The task:
Pull out every line below that contains the string "clicks".
*** Exercise materials Section Begins ***
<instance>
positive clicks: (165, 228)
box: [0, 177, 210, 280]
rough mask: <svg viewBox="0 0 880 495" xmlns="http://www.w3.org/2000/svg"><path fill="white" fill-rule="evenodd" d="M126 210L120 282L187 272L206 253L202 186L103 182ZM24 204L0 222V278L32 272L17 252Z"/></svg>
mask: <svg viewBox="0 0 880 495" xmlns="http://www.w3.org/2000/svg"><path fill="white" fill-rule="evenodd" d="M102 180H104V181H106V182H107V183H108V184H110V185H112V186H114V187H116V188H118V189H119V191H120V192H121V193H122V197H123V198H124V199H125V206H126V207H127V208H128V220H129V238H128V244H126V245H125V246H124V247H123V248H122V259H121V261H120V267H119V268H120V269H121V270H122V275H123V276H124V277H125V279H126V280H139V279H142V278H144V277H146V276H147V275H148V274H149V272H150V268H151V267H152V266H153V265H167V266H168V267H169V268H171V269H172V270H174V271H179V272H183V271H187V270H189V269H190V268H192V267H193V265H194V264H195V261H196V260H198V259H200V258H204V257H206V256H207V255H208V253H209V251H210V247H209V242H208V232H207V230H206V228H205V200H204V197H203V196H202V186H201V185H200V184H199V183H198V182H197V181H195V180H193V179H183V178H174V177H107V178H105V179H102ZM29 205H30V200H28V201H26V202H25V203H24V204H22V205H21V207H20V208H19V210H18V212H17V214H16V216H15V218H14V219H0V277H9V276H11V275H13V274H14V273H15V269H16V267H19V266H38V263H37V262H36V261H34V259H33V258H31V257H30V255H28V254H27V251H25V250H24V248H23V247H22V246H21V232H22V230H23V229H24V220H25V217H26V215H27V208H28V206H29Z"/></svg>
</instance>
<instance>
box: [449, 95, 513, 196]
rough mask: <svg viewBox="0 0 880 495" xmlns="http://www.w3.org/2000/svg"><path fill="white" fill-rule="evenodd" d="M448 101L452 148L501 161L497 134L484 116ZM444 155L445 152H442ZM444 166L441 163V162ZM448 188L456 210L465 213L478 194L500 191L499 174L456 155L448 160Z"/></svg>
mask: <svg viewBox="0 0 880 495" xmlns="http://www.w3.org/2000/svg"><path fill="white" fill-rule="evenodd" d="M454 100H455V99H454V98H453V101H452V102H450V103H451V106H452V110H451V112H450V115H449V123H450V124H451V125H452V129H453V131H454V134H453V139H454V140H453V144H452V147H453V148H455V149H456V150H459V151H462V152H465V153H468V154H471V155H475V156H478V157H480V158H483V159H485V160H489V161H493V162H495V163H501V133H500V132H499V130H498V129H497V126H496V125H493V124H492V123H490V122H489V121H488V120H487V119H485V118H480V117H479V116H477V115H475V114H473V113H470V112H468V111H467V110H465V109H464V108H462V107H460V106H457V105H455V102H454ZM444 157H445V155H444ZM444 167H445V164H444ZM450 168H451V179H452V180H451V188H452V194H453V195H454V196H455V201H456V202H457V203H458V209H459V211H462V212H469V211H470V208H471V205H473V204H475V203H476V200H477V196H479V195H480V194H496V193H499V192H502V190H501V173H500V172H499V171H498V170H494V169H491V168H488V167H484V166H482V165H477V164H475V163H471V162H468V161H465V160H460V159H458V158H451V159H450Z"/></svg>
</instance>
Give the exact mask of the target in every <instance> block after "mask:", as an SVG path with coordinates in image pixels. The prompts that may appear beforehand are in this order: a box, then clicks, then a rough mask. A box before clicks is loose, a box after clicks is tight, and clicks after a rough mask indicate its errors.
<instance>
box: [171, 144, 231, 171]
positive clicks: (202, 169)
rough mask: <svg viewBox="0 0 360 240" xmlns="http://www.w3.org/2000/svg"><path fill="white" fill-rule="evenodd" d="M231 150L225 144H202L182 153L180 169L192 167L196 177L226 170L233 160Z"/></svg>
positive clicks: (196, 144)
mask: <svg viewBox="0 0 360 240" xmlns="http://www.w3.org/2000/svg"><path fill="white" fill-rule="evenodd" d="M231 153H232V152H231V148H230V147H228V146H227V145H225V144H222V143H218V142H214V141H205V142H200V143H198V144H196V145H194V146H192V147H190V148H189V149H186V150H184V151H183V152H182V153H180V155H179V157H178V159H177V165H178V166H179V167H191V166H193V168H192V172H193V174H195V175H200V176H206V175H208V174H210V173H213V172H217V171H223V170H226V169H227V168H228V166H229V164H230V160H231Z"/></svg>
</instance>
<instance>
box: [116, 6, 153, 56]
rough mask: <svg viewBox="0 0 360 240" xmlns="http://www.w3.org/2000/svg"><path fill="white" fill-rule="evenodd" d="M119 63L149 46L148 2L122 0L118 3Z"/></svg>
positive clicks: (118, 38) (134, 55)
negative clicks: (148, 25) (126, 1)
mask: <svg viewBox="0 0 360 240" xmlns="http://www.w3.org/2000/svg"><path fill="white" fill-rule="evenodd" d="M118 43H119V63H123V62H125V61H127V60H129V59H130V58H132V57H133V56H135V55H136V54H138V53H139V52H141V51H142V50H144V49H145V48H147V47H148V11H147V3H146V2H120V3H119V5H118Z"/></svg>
*** Exercise materials Section Ends ***
Solution to this exercise:
positive clicks: (165, 228)
Give the exact mask of the target in every <instance> block after "mask:", as an SVG path with coordinates in image pixels. The prompts that may appear beforehand are in this order: a box, then clicks, then a rough mask. A box before clicks is loose, a box after clicks is tight, and clicks after a rough mask indicate its errors.
positive clicks: (202, 169)
positive clicks: (196, 144)
positive clicks: (118, 38) (134, 55)
negative clicks: (148, 25) (126, 1)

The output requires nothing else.